- [BRIEF] What follows is a set of records; restate each one word for word and drop the pictures.
===== INFORMATION SUPPLIED =====
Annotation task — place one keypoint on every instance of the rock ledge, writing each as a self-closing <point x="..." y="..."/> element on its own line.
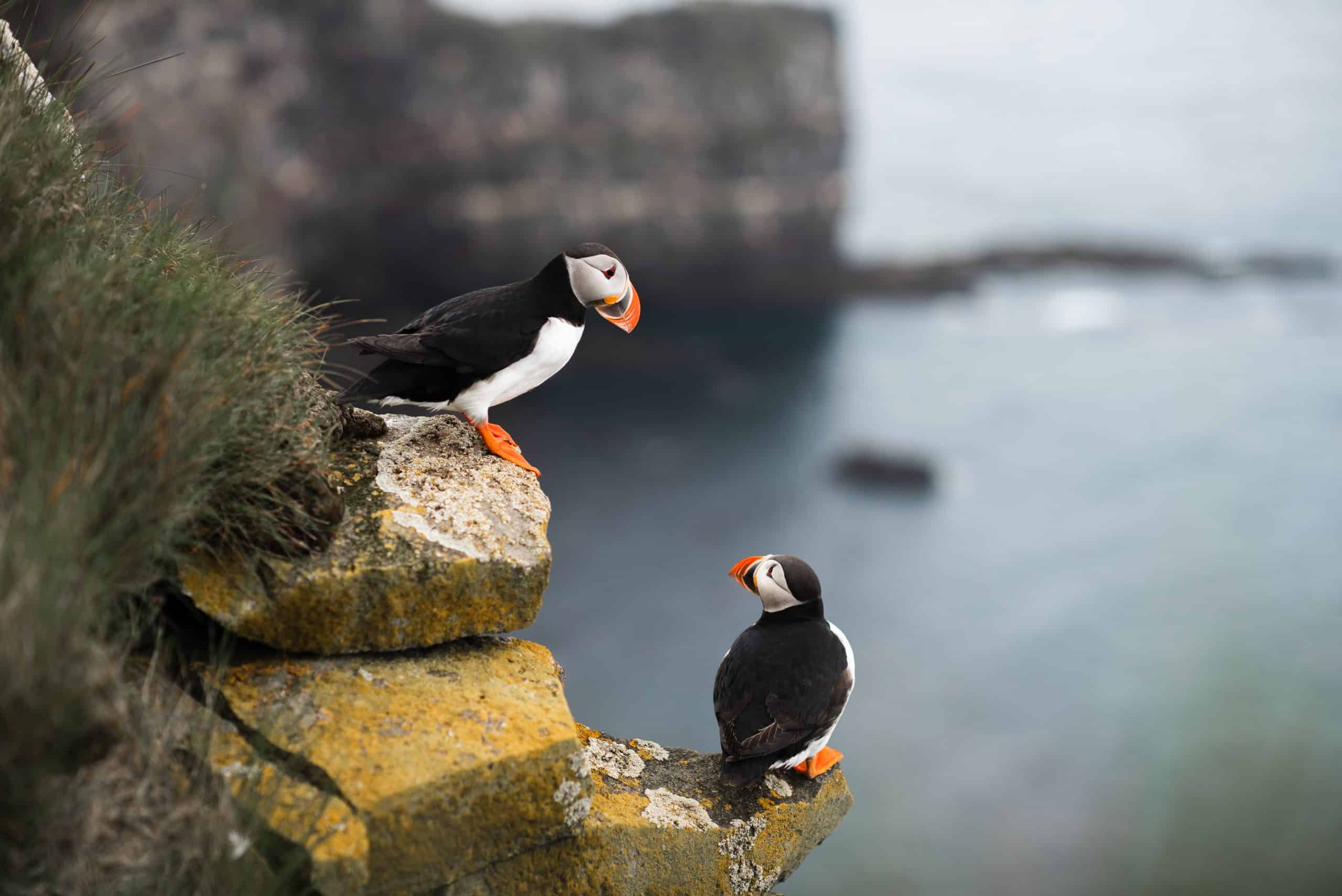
<point x="440" y="541"/>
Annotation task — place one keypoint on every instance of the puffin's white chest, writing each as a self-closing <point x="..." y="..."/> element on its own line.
<point x="819" y="743"/>
<point x="555" y="345"/>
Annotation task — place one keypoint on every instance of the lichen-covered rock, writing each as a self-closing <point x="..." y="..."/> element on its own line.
<point x="440" y="539"/>
<point x="270" y="791"/>
<point x="453" y="757"/>
<point x="662" y="825"/>
<point x="320" y="823"/>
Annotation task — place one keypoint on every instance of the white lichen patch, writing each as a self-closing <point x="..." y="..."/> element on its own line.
<point x="239" y="770"/>
<point x="744" y="873"/>
<point x="578" y="811"/>
<point x="454" y="495"/>
<point x="669" y="809"/>
<point x="654" y="749"/>
<point x="238" y="844"/>
<point x="614" y="760"/>
<point x="576" y="806"/>
<point x="568" y="792"/>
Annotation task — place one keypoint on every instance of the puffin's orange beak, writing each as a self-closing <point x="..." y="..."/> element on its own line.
<point x="744" y="566"/>
<point x="622" y="314"/>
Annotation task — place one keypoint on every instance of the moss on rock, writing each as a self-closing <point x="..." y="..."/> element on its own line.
<point x="440" y="541"/>
<point x="669" y="828"/>
<point x="454" y="757"/>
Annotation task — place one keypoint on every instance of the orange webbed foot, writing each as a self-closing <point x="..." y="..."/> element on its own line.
<point x="500" y="443"/>
<point x="820" y="763"/>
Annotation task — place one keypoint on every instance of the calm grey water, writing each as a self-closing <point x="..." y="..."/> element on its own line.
<point x="1102" y="657"/>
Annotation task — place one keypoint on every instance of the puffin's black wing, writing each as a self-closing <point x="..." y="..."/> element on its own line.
<point x="771" y="700"/>
<point x="480" y="332"/>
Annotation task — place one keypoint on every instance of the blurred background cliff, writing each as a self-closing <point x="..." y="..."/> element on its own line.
<point x="1018" y="321"/>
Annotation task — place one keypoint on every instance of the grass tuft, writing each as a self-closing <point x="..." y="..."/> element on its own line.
<point x="155" y="399"/>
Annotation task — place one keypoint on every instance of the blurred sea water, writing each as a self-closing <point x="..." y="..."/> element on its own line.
<point x="1101" y="657"/>
<point x="1208" y="125"/>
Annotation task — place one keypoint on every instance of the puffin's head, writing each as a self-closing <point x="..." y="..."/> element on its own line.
<point x="780" y="580"/>
<point x="602" y="282"/>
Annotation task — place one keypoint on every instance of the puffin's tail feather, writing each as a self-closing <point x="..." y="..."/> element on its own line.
<point x="745" y="772"/>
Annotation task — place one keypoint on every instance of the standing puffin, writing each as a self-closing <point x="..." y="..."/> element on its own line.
<point x="485" y="348"/>
<point x="785" y="681"/>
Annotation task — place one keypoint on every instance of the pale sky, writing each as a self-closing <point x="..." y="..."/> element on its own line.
<point x="1212" y="123"/>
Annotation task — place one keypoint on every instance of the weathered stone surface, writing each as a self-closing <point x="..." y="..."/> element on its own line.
<point x="276" y="798"/>
<point x="440" y="539"/>
<point x="454" y="757"/>
<point x="662" y="825"/>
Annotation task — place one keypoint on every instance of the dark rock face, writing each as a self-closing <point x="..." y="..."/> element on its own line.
<point x="394" y="149"/>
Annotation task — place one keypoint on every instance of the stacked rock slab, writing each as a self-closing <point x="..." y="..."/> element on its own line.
<point x="440" y="541"/>
<point x="451" y="757"/>
<point x="662" y="825"/>
<point x="406" y="750"/>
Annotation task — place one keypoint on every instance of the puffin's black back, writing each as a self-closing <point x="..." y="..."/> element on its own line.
<point x="465" y="340"/>
<point x="782" y="683"/>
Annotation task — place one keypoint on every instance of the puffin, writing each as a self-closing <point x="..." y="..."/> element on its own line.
<point x="785" y="681"/>
<point x="485" y="348"/>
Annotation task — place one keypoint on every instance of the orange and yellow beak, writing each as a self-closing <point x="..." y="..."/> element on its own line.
<point x="623" y="311"/>
<point x="744" y="570"/>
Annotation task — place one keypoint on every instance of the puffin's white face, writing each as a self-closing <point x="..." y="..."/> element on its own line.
<point x="767" y="577"/>
<point x="602" y="282"/>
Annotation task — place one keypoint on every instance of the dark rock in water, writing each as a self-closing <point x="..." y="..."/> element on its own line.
<point x="885" y="470"/>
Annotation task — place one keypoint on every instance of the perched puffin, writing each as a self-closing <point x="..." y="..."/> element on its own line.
<point x="785" y="682"/>
<point x="485" y="348"/>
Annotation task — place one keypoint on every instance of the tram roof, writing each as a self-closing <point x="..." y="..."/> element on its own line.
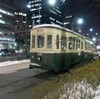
<point x="56" y="26"/>
<point x="59" y="27"/>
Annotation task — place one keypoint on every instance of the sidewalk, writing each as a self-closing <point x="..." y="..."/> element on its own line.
<point x="13" y="62"/>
=====
- [EXPECTED ANSWER]
Annotation task — place one keypoint on every instance of the rock ledge, writing each as a self-closing <point x="..." y="..."/> element on its own line.
<point x="440" y="541"/>
Annotation task — place one keypoint on every instance of the puffin's white chest, writing each as a self-closing <point x="..." y="..."/> element on its own line.
<point x="819" y="743"/>
<point x="555" y="345"/>
Annotation task — place one keypoint on every instance of the lichen-covered rock, writing each as a self-closing <point x="..." y="..."/> element on its own line.
<point x="440" y="539"/>
<point x="270" y="791"/>
<point x="453" y="757"/>
<point x="662" y="825"/>
<point x="320" y="823"/>
Annotation task — place one keypoint on every instance of the white lichen patch, writing each as a self-closing <point x="..." y="..."/> element on its own line.
<point x="239" y="770"/>
<point x="744" y="873"/>
<point x="578" y="811"/>
<point x="454" y="495"/>
<point x="669" y="809"/>
<point x="654" y="749"/>
<point x="238" y="844"/>
<point x="614" y="760"/>
<point x="576" y="806"/>
<point x="568" y="792"/>
Annotation task — place one keypoint on every instance of the puffin's orange beak, writing each as a self-closing <point x="..." y="..."/> element on its own line.
<point x="744" y="566"/>
<point x="622" y="314"/>
Annotation task — place one keypoint on every instance of the moss on rock, writing each as a self-closing <point x="..." y="..."/> element on its own line.
<point x="440" y="541"/>
<point x="669" y="828"/>
<point x="454" y="757"/>
Annotation task — place one keypoint on every instance of the orange webbed foot, writing each as a self-closing <point x="..." y="..."/> element on its own line.
<point x="500" y="443"/>
<point x="820" y="763"/>
Annotation task — place one keypoint on every instance of the calm grey water, writing each as a self-closing <point x="..." y="..."/> element on its own line.
<point x="1102" y="657"/>
Annotation task — place one keypoint on every instance of the puffin's black wing, writing each as a self-closing <point x="..." y="..."/> element on its own line.
<point x="771" y="700"/>
<point x="480" y="332"/>
Annotation task — place one keypoint on every instance of the blurred background cliff, writing each as a self-closing <point x="..." y="..."/> element on its own line.
<point x="1018" y="321"/>
Annotation task — place one keypoint on every instance of the grass tuft, writing each as a self-closing <point x="..." y="..."/> element on its own line.
<point x="155" y="399"/>
Annotation task — place one keypoint on every instance of the blurred sea water, writing each as a self-closing <point x="..." y="..."/> element on its own line.
<point x="1101" y="657"/>
<point x="1208" y="125"/>
Annotation task — place one keypoint on every instance of the puffin's head, writing each as a self-closing <point x="..." y="..."/> element on its own line.
<point x="780" y="580"/>
<point x="602" y="282"/>
Annotation task — place one keypoint on every instance of the puffin's tail feather, writing each as a self-closing <point x="..." y="..."/> element on its own line.
<point x="745" y="772"/>
Annotation task — place one keypoint on every instance of the standing puffin, writing each as a self-closing <point x="..." y="..."/> element on its own line.
<point x="485" y="348"/>
<point x="785" y="681"/>
Annotation task — place one keypoint on every instance of the pale sky, writing each as a self-closing <point x="..." y="..."/> element on its own line.
<point x="1212" y="123"/>
Annotation task — place one keypoint on every instance of the weathered stone surface, writing each as a self-closing <point x="..." y="..."/> element on its own line.
<point x="276" y="798"/>
<point x="440" y="539"/>
<point x="454" y="757"/>
<point x="662" y="825"/>
Annotation task — place one keypoint on every instance of the dark rock face, writing each as a self-closing <point x="..." y="..."/> element on its own line.
<point x="394" y="149"/>
Annotation task — place one keypoint on every instance of the stacked rock slab, writing each as a self-closing <point x="..." y="..."/> element on its own line.
<point x="440" y="541"/>
<point x="451" y="757"/>
<point x="662" y="825"/>
<point x="406" y="750"/>
Annotation task — place one keypoint on every instance of the puffin's black back, writing each as a self-closing <point x="..." y="..."/> element on its own line.
<point x="465" y="340"/>
<point x="782" y="683"/>
Annotation task — place one keypoint on every instance of the puffin, writing each as a self-closing <point x="..." y="..."/> element on its own line.
<point x="785" y="681"/>
<point x="485" y="348"/>
Annotation task — place one keypoint on every instance of the orange and yellow beak, writing each as a self-closing <point x="..." y="..."/> element on its own line.
<point x="623" y="311"/>
<point x="744" y="570"/>
Annotation task — place one keypoint on every instance of the puffin's white face, writing each as a self-closing <point x="..." y="..."/> element on its own line.
<point x="767" y="577"/>
<point x="602" y="282"/>
Annotation task — place one keypoint on every instance of the dark rock in water, writing each as a self-closing <point x="..." y="..."/> element on its own line.
<point x="885" y="470"/>
Annotation task — place one keypoint on every instance of the perched puffin, writing each as a self-closing <point x="..." y="..."/> element on its own line.
<point x="785" y="682"/>
<point x="485" y="348"/>
Annotation task — place one keypoint on every instance of the tram roof, writing each as a self-closing <point x="..." y="..."/> element on its own line.
<point x="56" y="26"/>
<point x="59" y="27"/>
Annotation task — place one keypoint on every instance of the sidewalk, writing each as a self-closing <point x="..." y="..."/> element on its own line.
<point x="13" y="62"/>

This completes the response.